[Opening Page extract section]

Ireland's Abortion Referendum Is Way More Backward Than We Think It Is

The country's 2018 vote is not as liberating as it appears

Next year will mark a milestone for Ireland. The last area of the UK where abortion is still illegal will hold a referendum in 2018 to determine whether or not to decriminalize the procedure. This seems like a big step forward on the surface. Going from illegal to possibly legal is at least heading in the right direction. But when you look at it closer, is it really something we should be celebrating?

Democracy is a good thing. Generally speaking, leaving the choice up to the people works well. Majority rules has worked for hundreds of years, and deciding on the fate of the country and its citizens by way of casting a vote is usually a reasonably fair way to go.

But sometimes, democracy just isn’t appropriate. When there were votes on whether or not to grant gay couples the right to marry, it struck me as morally wrong that human rights could be voted on. Human rights were up for debate, and votes cast by mostly straight people were deciding whether to grant basic human rights to people who should never have been denied them in the first place. In my books, human rights are not granted by majority rules.

Having a referendum on abortion is just that. A vote to grant or deny women basic human rights. A vote on whether they can decide what to do with their own bodies. Arguably, deciding who owns a woman’s body.

That 50% of the votes will be cast by men who, with the exception of some trans men, cannot carry a child, complicates the matter further. I’m well aware that it takes two people to make a baby. In a perfect world, both partners would discuss the choice together and agree on what to do. But that is not always possible, and when it comes right down to it, it is the person who owns the body who gets to make that decision, and that should be the woman herself, not the government.

My heart breaks for men who want the child that their partner chooses to terminate. I’m not heartless on this matter. I recognize how awful that must be and the pain it must cause, but there is no perfect solution when the parties disagree. Which is why it comes down to bodily autonomy. Always.

Making abortions illegal, or conversely creating so many hoops through which women who seek an abortion must jump, does not decrease abortions. Studies show this time and again. It simply increases unsafe abortions done illegally and carrying great risk. It increases endangerment to the mother, and people who are pro-life should care about her life too.

Some women in Ireland are fortunate enough to have the means to travel to other areas of the UK to have the procedure. While preferable to having it done unsafely, this creates even more of an emotional burden on an already vulnerable women.

Women who are not lucky enough to be able to travel so far must take their chances with whatever, or whoever, they can get their hands on. Sometimes this means trying to induce the abortion at home, with tragic results.

[Closing Page extract section]

> **Work task**:
Reproduce word for word the passage from the article on Ireland's abortion referendum, starting with "The country's 2018" and going on through "should be celebrating?".

[Opening Data to examine section]

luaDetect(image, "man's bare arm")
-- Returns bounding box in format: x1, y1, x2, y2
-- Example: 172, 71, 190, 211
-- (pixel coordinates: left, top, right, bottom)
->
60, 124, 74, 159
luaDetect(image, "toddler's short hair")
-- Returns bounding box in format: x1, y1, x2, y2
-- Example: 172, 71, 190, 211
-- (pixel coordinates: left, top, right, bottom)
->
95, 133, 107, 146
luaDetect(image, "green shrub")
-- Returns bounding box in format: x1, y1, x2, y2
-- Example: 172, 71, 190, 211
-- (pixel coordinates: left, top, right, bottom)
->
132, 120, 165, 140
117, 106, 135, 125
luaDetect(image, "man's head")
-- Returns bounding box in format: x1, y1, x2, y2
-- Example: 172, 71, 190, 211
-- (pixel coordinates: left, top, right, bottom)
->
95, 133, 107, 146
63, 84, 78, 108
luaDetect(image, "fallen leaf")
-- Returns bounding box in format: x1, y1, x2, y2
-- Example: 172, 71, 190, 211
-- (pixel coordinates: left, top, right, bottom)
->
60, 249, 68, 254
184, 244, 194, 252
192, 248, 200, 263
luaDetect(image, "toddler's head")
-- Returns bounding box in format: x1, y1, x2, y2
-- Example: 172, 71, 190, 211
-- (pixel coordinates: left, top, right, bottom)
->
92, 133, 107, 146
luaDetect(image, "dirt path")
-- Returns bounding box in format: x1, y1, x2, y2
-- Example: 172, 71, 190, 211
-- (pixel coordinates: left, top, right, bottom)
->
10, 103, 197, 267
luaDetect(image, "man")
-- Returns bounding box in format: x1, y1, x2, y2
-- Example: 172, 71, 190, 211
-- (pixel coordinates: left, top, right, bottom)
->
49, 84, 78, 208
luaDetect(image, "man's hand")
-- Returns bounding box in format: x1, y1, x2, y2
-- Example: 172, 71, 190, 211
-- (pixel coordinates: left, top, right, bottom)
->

[Closing Data to examine section]

> **Response**:
The country's 2018 vote is not as liberating as it appears

Next year will mark a milestone for Ireland. The last area of the UK where abortion is still illegal will hold a referendum in 2018 to determine whether or not to decriminalize the procedure. This seems like a big step forward on the surface. Going from illegal to possibly legal is at least heading in the right direction. But when you look at it closer, is it really something we should be celebrating?